══ THE RECORDS
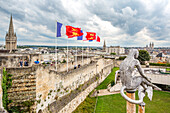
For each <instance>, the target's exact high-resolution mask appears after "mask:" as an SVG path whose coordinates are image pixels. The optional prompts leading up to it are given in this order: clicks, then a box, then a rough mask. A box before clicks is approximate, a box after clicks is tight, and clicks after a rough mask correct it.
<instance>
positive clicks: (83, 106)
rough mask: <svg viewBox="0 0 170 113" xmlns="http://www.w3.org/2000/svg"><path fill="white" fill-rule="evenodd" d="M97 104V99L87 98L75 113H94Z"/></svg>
mask: <svg viewBox="0 0 170 113" xmlns="http://www.w3.org/2000/svg"><path fill="white" fill-rule="evenodd" d="M95 104H96V98H95V97H89V96H88V97H87V98H86V99H85V100H84V101H83V102H82V103H81V104H80V105H79V106H78V107H77V108H76V110H75V111H74V112H73V113H93V112H94V108H95Z"/></svg>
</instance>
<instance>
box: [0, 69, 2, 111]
mask: <svg viewBox="0 0 170 113" xmlns="http://www.w3.org/2000/svg"><path fill="white" fill-rule="evenodd" d="M1 82H2V70H1V69H0V108H2V86H1V85H2V83H1Z"/></svg>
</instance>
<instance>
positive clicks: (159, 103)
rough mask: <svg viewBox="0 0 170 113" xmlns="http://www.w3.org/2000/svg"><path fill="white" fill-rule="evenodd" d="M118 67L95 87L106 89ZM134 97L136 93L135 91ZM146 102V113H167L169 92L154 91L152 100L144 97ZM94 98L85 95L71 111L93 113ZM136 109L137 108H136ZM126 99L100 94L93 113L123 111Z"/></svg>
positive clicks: (114, 94)
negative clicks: (102, 94) (150, 99)
mask: <svg viewBox="0 0 170 113" xmlns="http://www.w3.org/2000/svg"><path fill="white" fill-rule="evenodd" d="M118 69H119V68H113V70H112V72H111V73H110V74H109V76H108V77H107V78H106V79H105V80H104V81H103V82H102V83H101V84H100V85H99V86H98V87H97V88H96V89H106V88H107V85H108V84H109V83H111V81H113V80H114V78H115V74H114V73H115V71H116V70H118ZM136 97H138V96H137V93H136ZM144 102H146V109H145V110H146V113H168V112H169V111H170V92H163V91H155V90H154V94H153V99H152V101H149V99H148V97H147V96H146V97H145V98H144ZM95 103H96V98H95V97H89V96H88V97H87V98H86V99H85V101H84V102H82V103H81V104H80V105H79V106H78V107H77V109H76V110H75V111H74V112H73V113H94V109H95ZM136 111H137V109H136ZM125 112H126V101H125V100H124V99H123V97H122V96H121V95H120V94H114V95H107V96H100V97H98V100H97V105H96V110H95V113H125Z"/></svg>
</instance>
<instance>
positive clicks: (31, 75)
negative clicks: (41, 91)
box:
════
-- EXERCISE DETAILS --
Find the lines in the records that include the string "positive", and reply with how many there are, nothing more.

-- REPLY TO THE EXERCISE --
4